SELECTED PASSAGE
§ §
Album review: Arcade Fire, 'The Suburbs'
3.5 stars (out of 4)
Memory, childhood, home. These are big subjects that have obsessed novelists, movie makers, playwrights and songwriters for decades, if not centuries. Now the Arcade Fire, a band not known for thinking small, tackles them all in its third studio album, “The Suburbs” (Merge).
When the Arcade Fire burst into sudden prominence in 2004 with its rousing debut album, “Funeral,” a process accelerated by the kind of viral enthusiasm normally reserved for Paris Hilton home movies and Kanye West tweets, the excitement was tempered by one nagging doubt: Was this just another built-to-implode Internet flash?
But the Montreal septet has now proven its staying power, making three very different albums in a span of six years. Whereas “Funeral” inspired shout-from-the-rafters sing-alongs, a blast of live-for-the-moment resolve at a time of mourning, “Neon Bible” (2007) was ominous and claustrophobic, a skeptical look at an era that conflates religion, war and consumerism. If “Funeral” was about having faith in each other, “Neon Bible” was about losing faith in the institutions that try to manage our lives.
The title song that opens “The Suburbs” signals another thematic and sonic shift. It’s lighter than anything Arcade Fire has done in the past, with its bouncy piano and skip-along beat, an invitation into an album that seems to expand as it progresses, not unlike the sprawling communities it describes. The song’s jauntiness melts into a mass of ghost-like voices and the tone shifts to something more evanescent. The narrator recalls the expectations and dreams he once had as a child and questions whether he has lived up to them.
“It meant nothing,” he sings, and later expresses his own lack of resolve: “Sometimes I can’t believe it/I’m moving past the feeling.”
Band leader Win Butler and his younger brother Will grew up in the suburbs of Houston, a sun-baked sea of golf courses, shopping malls and utilitarian but largely anonymous houses. In other words, it could’ve been anywhere. That setting describes millions of childhoods, a vast, blank universality that Arcade Fire fills in with personal detail and a deep sense of longing.
§ §
LIST OF TASKS
1. Summarize the album review in two sentences.
2. Turn the paragraph of the album review that begins "But the Montreal septet" into a short bulleted list that keeps its main facts.
3. Copy out the part of the album review that opens with the words "Album review: Arcade" and closes with "built-to-implode Internet flash?", changing "rousing" to "stirring".

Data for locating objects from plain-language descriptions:
§ §
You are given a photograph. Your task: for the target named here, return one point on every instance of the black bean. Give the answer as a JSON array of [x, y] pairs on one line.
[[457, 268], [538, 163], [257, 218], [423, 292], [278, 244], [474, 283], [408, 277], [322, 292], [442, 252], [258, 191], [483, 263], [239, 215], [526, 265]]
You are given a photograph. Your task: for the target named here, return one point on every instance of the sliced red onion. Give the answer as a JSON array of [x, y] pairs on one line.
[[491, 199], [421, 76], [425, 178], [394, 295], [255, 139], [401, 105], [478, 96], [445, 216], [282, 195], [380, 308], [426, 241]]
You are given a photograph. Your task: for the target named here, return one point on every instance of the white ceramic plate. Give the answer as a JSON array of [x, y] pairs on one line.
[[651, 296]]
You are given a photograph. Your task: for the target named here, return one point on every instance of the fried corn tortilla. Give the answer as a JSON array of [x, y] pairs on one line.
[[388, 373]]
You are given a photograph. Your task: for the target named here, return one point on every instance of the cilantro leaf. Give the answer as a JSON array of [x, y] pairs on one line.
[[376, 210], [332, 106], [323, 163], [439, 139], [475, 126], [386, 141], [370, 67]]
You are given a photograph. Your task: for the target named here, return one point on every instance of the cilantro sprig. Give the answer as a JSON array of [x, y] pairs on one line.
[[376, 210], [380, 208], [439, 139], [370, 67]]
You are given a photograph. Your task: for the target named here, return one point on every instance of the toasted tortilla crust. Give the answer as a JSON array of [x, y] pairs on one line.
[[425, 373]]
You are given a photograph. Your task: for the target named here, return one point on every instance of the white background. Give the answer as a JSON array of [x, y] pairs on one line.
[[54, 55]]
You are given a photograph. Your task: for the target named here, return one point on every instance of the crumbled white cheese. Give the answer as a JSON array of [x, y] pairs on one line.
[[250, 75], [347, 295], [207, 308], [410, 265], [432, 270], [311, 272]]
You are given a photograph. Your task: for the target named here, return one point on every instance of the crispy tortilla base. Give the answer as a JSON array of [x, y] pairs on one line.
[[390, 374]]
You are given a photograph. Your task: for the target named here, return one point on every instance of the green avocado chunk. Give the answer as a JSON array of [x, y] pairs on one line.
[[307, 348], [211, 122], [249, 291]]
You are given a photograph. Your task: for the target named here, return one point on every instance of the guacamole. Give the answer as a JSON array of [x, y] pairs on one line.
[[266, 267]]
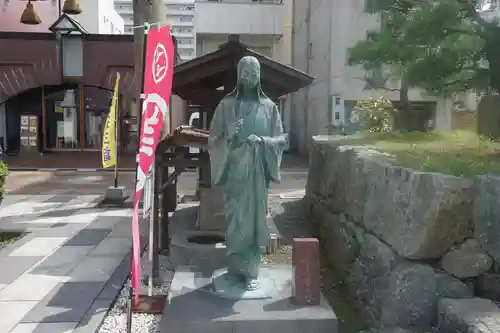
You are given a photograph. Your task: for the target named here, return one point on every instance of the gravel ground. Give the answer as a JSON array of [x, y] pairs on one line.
[[116, 319]]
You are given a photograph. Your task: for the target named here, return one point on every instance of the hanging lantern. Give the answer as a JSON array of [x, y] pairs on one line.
[[29, 15], [72, 7]]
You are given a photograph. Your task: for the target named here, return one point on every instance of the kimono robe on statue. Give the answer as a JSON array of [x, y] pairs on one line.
[[244, 168]]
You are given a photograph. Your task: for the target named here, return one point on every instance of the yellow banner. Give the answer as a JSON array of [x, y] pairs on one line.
[[109, 135]]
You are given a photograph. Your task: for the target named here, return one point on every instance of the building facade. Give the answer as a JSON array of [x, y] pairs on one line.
[[97, 17], [265, 26], [179, 15], [323, 31], [260, 24]]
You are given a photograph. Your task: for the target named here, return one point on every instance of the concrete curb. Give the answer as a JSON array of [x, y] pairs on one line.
[[71, 169]]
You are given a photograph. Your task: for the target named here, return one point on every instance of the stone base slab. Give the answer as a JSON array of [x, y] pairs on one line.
[[193, 308]]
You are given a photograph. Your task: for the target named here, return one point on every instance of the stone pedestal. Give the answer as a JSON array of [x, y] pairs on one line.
[[115, 195], [211, 216], [194, 307]]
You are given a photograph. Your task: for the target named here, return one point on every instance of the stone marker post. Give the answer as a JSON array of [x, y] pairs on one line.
[[306, 271]]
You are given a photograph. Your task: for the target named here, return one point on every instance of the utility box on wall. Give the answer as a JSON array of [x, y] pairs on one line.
[[343, 118]]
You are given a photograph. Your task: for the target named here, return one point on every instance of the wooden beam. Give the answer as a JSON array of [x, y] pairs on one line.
[[198, 73]]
§ §
WRITTEN RESPONSES
1. In its third studio album, "The Suburbs," the Montreal septet Arcade Fire takes on memory, childhood and home, opening with a title song that is lighter than anything the band has done before. Band leader Win Butler and his brother Will grew up in the suburbs of Houston, a setting the band fills in with personal detail and a deep sense of longing.

2.
- The Montreal septet has proven its staying power with three very different albums in six years.
- "Funeral" inspired sing-alongs, a blast of live-for-the-moment resolve at a time of mourning, and was about having faith in each other.
- "Neon Bible" (2007) was ominous and claustrophobic, a skeptical look at an era that conflates religion, war and consumerism, and was about losing faith in institutions that try to manage our lives.

3.
Album review: Arcade Fire, 'The Suburbs'
3.5 stars (out of 4)
Memory, childhood, home. These are big subjects that have obsessed novelists, movie makers, playwrights and songwriters for decades, if not centuries. Now the Arcade Fire, a band not known for thinking small, tackles them all in its third studio album, “The Suburbs” (Merge).
When the Arcade Fire burst into sudden prominence in 2004 with its stirring debut album, “Funeral,” a process accelerated by the kind of viral enthusiasm normally reserved for Paris Hilton home movies and Kanye West tweets, the excitement was tempered by one nagging doubt: Was this just another built-to-implode Internet flash?